* What is expected
Find the number of lines below in which the word "thin" appears, and write that number only.

(Source data)
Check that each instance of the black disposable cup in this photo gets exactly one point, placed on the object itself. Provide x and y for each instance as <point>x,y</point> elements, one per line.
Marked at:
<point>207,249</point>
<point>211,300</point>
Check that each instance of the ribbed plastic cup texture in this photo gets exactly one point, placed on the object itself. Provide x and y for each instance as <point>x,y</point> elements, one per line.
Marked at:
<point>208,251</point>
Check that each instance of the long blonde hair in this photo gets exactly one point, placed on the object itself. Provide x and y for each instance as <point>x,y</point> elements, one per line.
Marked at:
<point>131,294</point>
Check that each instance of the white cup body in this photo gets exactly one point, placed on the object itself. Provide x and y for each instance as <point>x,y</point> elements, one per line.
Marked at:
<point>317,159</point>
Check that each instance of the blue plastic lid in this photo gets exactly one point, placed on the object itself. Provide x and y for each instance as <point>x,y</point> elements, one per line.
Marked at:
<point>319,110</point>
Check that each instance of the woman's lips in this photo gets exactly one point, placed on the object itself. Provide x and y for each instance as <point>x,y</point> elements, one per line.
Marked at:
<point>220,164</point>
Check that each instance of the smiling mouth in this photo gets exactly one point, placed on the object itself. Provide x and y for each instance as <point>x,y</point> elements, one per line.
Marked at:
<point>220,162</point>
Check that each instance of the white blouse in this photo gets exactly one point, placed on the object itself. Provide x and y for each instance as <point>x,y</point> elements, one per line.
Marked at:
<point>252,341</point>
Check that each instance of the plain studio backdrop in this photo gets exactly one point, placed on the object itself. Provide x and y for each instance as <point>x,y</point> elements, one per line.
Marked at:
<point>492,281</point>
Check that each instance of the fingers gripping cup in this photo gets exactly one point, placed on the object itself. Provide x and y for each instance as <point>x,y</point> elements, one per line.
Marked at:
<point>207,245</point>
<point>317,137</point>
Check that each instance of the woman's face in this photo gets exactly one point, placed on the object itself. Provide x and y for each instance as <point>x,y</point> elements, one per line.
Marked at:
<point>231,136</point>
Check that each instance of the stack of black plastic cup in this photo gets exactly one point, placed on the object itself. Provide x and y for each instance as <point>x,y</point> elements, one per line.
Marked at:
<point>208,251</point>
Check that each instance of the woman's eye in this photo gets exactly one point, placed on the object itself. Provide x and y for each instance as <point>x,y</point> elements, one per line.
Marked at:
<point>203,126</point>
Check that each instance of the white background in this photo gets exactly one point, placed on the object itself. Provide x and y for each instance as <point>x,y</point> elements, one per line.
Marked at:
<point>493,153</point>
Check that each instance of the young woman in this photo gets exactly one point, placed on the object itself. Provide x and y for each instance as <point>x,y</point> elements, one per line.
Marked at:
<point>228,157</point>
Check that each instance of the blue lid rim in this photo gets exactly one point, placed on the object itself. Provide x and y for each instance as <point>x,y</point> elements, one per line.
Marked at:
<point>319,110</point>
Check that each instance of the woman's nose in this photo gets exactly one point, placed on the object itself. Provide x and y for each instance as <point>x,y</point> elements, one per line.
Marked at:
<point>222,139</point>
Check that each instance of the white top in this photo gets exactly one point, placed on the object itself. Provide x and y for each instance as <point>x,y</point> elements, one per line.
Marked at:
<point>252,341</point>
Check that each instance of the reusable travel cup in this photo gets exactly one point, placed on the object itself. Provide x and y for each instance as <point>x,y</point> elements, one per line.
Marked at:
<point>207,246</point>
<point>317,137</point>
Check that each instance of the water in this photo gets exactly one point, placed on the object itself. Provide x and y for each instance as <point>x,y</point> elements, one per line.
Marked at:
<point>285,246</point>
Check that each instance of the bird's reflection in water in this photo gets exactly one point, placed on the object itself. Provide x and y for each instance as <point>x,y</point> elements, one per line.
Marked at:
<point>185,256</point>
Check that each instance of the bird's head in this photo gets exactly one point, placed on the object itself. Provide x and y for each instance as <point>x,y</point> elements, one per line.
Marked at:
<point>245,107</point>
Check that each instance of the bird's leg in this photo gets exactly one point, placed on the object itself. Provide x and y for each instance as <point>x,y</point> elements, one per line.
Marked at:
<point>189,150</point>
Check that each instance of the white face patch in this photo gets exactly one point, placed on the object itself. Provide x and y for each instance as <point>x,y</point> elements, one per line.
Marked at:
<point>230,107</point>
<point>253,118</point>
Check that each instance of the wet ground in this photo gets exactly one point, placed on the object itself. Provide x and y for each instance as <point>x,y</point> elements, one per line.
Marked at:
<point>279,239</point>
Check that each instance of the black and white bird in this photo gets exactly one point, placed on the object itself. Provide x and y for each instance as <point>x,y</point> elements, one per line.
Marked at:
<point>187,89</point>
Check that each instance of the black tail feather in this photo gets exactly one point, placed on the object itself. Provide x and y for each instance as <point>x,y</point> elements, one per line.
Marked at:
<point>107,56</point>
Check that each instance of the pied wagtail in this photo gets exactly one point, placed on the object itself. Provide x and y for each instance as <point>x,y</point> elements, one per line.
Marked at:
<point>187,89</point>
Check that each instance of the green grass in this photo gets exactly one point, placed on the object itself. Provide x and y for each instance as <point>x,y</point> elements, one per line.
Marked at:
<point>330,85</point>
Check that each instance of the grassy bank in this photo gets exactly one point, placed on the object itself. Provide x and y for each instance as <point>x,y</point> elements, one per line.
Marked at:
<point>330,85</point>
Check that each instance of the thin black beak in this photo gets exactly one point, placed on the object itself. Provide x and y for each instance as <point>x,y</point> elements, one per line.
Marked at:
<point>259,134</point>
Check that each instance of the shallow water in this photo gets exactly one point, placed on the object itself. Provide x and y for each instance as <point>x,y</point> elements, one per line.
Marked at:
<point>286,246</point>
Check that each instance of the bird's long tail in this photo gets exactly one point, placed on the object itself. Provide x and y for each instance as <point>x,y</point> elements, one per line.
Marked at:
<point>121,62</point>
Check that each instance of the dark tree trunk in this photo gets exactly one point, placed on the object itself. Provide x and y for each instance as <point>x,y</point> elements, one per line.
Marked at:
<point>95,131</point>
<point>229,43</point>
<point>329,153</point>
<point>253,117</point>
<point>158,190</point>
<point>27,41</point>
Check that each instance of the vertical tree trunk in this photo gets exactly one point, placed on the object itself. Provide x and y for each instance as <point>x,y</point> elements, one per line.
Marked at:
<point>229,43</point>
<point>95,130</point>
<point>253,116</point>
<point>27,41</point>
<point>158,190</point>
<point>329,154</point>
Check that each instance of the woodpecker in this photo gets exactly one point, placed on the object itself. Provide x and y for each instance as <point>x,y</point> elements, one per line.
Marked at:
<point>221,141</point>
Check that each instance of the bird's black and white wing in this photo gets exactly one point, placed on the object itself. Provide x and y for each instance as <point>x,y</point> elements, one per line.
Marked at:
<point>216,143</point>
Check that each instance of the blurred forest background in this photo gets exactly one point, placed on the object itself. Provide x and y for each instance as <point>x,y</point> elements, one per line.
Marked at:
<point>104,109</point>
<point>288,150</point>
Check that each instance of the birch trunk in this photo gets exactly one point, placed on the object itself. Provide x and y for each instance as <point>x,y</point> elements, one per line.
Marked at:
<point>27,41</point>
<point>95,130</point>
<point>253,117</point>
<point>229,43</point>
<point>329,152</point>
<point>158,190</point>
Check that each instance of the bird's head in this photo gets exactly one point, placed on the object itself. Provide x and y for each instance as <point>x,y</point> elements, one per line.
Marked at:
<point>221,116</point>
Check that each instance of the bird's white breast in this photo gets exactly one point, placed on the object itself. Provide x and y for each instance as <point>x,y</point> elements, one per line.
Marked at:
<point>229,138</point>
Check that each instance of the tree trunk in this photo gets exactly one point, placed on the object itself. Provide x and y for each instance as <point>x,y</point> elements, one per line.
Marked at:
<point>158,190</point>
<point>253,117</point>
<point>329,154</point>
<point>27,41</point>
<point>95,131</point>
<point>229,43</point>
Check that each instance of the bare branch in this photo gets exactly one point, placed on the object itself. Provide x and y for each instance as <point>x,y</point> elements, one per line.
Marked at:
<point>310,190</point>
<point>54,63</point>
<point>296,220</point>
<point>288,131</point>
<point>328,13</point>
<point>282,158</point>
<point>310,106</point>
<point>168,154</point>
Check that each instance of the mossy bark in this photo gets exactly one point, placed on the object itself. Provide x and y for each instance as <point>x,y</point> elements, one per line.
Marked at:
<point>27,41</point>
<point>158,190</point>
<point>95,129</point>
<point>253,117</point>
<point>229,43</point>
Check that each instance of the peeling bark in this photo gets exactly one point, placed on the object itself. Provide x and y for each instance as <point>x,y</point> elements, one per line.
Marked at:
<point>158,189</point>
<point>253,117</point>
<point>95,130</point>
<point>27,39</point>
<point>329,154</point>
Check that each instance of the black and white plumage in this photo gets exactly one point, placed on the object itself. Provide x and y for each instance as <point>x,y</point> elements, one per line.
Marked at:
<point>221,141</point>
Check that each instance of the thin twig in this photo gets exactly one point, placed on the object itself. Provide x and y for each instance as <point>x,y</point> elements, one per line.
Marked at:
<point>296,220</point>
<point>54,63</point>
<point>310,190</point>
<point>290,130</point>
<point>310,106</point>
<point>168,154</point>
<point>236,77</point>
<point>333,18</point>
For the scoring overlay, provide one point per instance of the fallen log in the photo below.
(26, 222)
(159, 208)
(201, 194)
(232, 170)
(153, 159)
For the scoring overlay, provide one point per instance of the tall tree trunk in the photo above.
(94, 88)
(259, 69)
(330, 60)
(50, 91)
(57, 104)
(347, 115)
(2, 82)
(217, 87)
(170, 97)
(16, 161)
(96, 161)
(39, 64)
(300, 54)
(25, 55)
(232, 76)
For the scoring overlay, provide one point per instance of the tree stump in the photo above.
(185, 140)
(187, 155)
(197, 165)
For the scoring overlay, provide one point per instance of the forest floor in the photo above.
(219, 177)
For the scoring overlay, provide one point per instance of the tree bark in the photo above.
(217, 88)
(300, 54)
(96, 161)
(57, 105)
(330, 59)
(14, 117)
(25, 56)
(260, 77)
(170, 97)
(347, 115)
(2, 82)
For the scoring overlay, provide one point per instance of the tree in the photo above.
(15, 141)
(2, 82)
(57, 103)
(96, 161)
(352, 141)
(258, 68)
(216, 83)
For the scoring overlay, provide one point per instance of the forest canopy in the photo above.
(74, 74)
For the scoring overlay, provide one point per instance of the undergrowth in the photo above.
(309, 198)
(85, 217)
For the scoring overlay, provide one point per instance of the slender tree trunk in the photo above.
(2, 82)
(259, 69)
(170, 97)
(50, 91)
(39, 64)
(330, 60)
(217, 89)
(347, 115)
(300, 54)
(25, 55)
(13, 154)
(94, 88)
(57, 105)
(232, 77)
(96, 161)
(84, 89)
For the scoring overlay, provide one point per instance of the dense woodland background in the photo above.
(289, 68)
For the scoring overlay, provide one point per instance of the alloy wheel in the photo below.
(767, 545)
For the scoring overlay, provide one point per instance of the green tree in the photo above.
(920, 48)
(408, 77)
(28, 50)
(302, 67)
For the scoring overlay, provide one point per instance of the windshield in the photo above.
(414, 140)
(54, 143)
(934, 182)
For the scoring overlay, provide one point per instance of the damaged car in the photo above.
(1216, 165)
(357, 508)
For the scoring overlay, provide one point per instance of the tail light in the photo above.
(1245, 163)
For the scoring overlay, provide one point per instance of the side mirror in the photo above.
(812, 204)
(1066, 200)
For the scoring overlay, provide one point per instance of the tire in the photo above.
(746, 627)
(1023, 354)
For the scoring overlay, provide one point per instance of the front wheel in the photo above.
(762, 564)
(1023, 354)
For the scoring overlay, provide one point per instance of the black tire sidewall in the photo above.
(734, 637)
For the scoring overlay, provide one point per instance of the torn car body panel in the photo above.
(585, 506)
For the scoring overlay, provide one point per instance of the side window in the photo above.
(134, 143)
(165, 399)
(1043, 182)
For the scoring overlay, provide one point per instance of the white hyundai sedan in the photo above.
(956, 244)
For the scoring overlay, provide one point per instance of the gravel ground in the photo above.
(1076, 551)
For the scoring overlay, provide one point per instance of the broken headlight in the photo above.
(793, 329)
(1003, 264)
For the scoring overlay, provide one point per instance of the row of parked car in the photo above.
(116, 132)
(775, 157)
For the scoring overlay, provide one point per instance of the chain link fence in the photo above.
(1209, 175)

* Task response
2